(TASK DIRECTIONS):
Copy the rows below word for word, starting at the beginning and ending after the line that contains "158L226 159L225 146L215". Omit the pictures from your answer.

(Stored data)
::::::
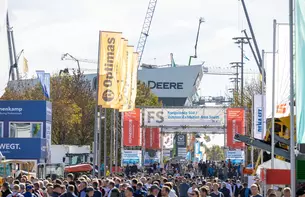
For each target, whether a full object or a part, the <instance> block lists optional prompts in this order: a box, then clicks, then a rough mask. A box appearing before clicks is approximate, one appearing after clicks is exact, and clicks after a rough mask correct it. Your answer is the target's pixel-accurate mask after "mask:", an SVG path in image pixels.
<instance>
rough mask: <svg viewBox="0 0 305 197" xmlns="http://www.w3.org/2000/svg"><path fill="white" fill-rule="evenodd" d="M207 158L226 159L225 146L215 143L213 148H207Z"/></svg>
mask: <svg viewBox="0 0 305 197" xmlns="http://www.w3.org/2000/svg"><path fill="white" fill-rule="evenodd" d="M206 153H207V160H212V161H223V160H225V152H224V148H223V147H220V146H218V145H214V146H212V147H211V148H207V150H206Z"/></svg>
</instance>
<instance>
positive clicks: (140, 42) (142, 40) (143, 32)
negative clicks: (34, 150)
mask: <svg viewBox="0 0 305 197" xmlns="http://www.w3.org/2000/svg"><path fill="white" fill-rule="evenodd" d="M156 5H157V0H150V1H149V4H148V8H147V12H146V16H145V19H144V23H143V27H142V31H141V34H140V38H139V41H138V46H137V53H138V54H139V59H138V68H139V67H140V63H141V60H142V56H143V52H144V48H145V44H146V40H147V37H148V35H149V30H150V25H151V22H152V19H153V16H154V13H155V8H156Z"/></svg>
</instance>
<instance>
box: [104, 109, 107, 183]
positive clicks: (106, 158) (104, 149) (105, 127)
mask: <svg viewBox="0 0 305 197" xmlns="http://www.w3.org/2000/svg"><path fill="white" fill-rule="evenodd" d="M104 116H105V118H104V177H106V172H107V168H106V167H107V109H106V108H105V109H104Z"/></svg>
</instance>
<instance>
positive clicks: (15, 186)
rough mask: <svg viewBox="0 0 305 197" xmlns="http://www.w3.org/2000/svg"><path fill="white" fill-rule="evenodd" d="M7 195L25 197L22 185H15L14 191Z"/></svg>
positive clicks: (16, 196) (13, 187)
mask: <svg viewBox="0 0 305 197" xmlns="http://www.w3.org/2000/svg"><path fill="white" fill-rule="evenodd" d="M7 197H23V195H22V194H21V193H20V186H19V185H17V184H16V185H14V186H13V188H12V193H11V194H9V195H7Z"/></svg>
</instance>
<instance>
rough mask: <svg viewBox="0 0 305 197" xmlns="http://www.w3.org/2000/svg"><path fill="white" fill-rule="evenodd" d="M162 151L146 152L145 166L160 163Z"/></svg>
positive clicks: (145, 156) (145, 152)
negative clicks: (151, 164) (146, 165)
mask: <svg viewBox="0 0 305 197" xmlns="http://www.w3.org/2000/svg"><path fill="white" fill-rule="evenodd" d="M160 155H161V154H160V151H156V152H145V154H144V165H151V164H154V163H160V161H161V159H160Z"/></svg>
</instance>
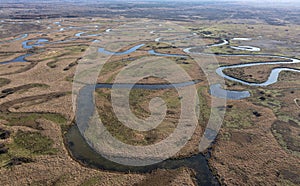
::::::
(ANSWER TO THE EXERCISE):
For each target, whether a full object or a part, the <instance> block lists optional prompts in this order: a box, then clicks, then a rough mask. A box appearing before clicks is approximate, one appearing after clicks is exact, and clicks after a rough mask correct it. Your answer is the target's pixel-accurate mask after "mask:", an SVG path in image pixels.
<instance>
rough mask: <svg viewBox="0 0 305 197" xmlns="http://www.w3.org/2000/svg"><path fill="white" fill-rule="evenodd" d="M207 158L226 159L225 146L215 143L213 148H207Z"/></svg>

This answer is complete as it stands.